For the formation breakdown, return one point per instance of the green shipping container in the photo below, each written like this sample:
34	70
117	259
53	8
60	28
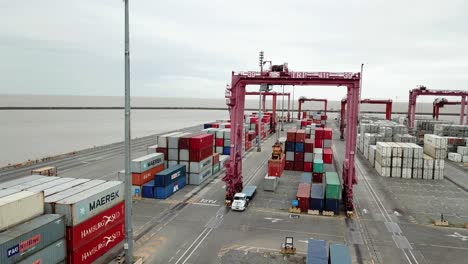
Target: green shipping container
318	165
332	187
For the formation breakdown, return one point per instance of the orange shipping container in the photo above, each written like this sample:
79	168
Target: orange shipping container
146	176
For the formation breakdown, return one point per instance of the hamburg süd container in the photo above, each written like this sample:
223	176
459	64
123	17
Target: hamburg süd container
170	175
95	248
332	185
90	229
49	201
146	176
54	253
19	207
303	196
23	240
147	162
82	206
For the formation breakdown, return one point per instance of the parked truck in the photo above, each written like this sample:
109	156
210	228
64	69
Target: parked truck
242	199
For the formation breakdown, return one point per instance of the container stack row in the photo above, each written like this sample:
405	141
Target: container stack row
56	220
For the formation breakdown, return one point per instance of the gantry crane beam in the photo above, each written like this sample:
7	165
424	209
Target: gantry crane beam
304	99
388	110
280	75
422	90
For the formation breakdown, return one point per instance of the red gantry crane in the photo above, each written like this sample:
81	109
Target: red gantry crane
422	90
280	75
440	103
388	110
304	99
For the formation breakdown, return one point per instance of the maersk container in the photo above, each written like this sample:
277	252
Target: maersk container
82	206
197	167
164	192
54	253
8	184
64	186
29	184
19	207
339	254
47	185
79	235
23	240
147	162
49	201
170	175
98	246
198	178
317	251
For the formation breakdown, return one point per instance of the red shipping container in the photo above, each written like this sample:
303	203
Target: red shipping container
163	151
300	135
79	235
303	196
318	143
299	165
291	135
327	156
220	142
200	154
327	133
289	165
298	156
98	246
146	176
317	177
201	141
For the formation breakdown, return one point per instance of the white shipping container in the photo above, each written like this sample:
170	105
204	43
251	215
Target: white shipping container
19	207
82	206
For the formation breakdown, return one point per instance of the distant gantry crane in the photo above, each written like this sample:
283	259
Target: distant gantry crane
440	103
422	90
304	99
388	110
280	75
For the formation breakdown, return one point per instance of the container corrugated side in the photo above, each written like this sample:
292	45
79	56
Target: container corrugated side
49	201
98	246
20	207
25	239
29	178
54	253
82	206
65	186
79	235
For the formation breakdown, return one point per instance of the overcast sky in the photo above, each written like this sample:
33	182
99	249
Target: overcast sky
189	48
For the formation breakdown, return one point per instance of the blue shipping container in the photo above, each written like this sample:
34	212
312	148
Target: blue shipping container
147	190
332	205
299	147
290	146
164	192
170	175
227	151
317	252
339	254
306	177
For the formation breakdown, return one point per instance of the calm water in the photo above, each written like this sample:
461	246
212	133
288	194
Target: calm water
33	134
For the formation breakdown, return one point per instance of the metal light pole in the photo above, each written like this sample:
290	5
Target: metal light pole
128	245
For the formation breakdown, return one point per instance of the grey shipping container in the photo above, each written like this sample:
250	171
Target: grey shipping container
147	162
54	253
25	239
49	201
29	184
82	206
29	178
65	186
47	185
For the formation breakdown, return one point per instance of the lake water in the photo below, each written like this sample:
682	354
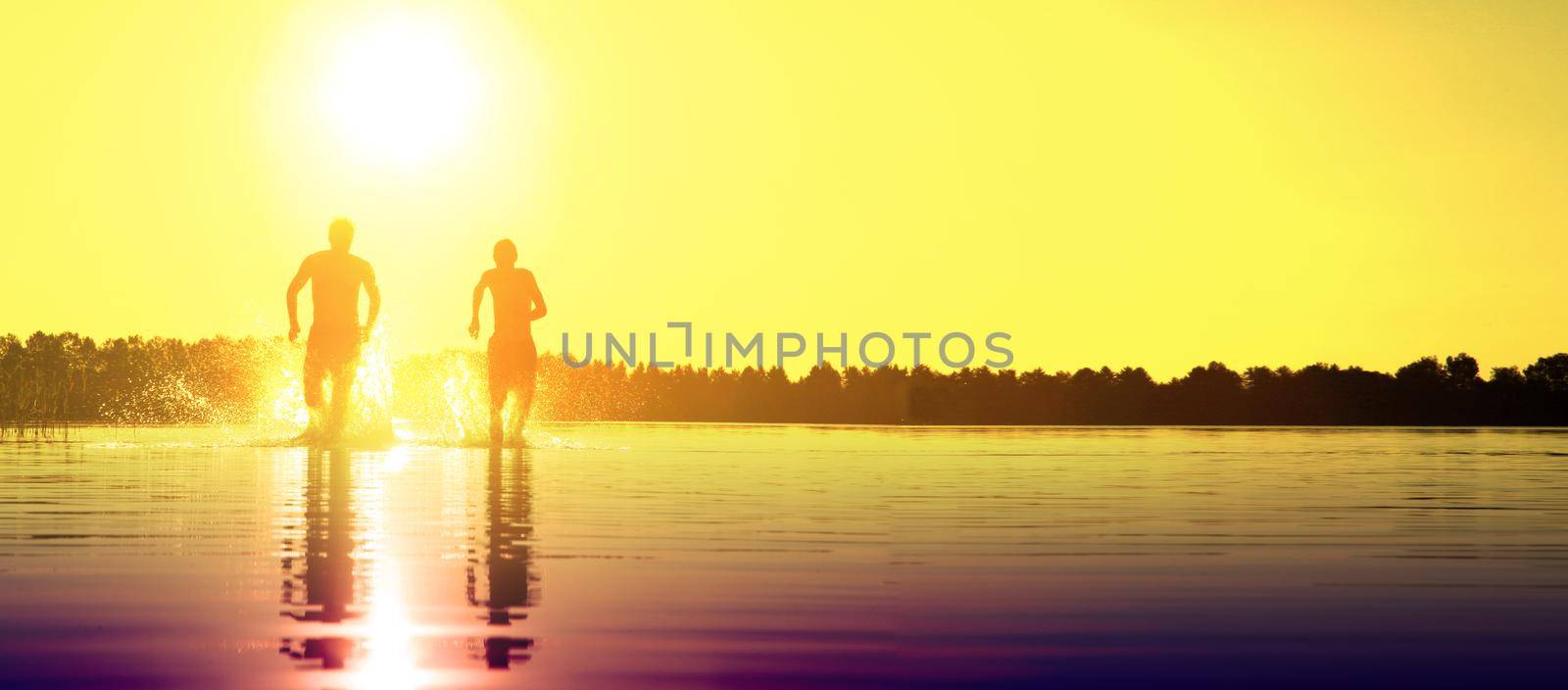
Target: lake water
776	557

───

TASK TO CARRY OUT
Wherever the string "below" occurs in the data, copy the line that holds it.

RESULT
For the formation breakdown, return one point per instance of the green shipping container in the photo below, each written like this sample:
For the formation breakdown, return one point per instance of the lake water in the photo below, each written like this sample:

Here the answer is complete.